A Glimpse At How the F-35 Will Help the Marines Storm the Beach
In a California demonstration, the short-takeoff fighters escorted troop-carrying V-22s into simulated hostile territory.
Earlier this month, six F-35B Joint Strike Fighters took off from the deck of USS America, a Navy amphibious assault ship off San Diego, California. Four of the Marine Corps aircraft attacked a simulated integrated air defense system on San Clemente Island, while the other two escorted a pair of Boeing V-22 Ospreys that simulated landing Marines on an enemy beach. The Nov. 20 demonstration was a unique “proof of concept” strike/assault support escort mission that also included a Bell UH-1Y Venom helicopter, a Bell AH-1Z Viper, and a Sikorsky MH-60S helicopter . This was a test of the so-called “Lightning Carrier” concept , an aircraft carrier loaded with F-35s and Ospreys. The goal: to show how the Marines would use the F-35B during the first, critical stages of expeditionary fighting, perhaps at the start of a major conflict.

Extracted records –
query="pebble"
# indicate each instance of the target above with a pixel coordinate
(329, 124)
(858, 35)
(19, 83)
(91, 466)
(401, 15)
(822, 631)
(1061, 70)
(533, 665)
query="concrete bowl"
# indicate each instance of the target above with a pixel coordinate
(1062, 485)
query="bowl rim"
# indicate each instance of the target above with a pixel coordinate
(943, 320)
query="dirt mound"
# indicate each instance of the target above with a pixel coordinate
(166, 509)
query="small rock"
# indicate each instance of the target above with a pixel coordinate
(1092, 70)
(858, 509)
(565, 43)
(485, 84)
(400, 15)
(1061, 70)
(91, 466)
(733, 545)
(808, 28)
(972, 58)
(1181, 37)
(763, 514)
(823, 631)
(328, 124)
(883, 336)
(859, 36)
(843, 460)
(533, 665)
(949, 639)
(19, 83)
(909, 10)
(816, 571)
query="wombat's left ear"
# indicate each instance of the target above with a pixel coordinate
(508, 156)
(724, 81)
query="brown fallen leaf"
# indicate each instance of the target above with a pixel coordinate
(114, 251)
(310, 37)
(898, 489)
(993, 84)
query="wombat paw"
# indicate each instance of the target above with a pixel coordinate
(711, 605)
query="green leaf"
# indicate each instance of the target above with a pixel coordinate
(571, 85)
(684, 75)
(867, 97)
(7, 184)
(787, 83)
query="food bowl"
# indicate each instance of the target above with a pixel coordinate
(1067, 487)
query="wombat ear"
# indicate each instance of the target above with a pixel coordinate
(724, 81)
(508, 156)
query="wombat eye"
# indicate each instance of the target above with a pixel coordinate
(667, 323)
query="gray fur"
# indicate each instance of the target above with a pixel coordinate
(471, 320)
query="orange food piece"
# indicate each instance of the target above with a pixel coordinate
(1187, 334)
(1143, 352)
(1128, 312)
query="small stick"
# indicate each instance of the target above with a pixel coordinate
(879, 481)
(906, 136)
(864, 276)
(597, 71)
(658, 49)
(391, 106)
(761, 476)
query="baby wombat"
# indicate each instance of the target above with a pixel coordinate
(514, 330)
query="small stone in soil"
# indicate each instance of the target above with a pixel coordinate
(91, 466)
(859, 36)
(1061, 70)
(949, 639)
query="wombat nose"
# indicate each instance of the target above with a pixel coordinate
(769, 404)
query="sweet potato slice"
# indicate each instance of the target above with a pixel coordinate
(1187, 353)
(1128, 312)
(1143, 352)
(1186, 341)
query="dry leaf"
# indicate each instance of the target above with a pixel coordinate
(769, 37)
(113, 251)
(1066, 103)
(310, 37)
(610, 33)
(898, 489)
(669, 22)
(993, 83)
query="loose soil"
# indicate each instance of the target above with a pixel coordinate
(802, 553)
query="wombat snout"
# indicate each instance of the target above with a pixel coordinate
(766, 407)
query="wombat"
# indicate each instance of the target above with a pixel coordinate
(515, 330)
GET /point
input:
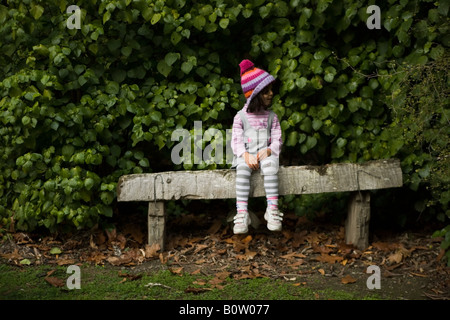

Description of the task –
Write out verbatim the passage of the F-35 article above, starting with "Earlier this month, six" and going on through "a major conflict.".

Complete output –
Earlier this month, six F-35B Joint Strike Fighters took off from the deck of USS America, a Navy amphibious assault ship off San Diego, California. Four of the Marine Corps aircraft attacked a simulated integrated air defense system on San Clemente Island, while the other two escorted a pair of Boeing V-22 Ospreys that simulated landing Marines on an enemy beach. The Nov. 20 demonstration was a unique “proof of concept” strike/assault support escort mission that also included a Bell UH-1Y Venom helicopter, a Bell AH-1Z Viper, and a Sikorsky MH-60S helicopter . This was a test of the so-called “Lightning Carrier” concept , an aircraft carrier loaded with F-35s and Ospreys. The goal: to show how the Marines would use the F-35B during the first, critical stages of expeditionary fighting, perhaps at the start of a major conflict.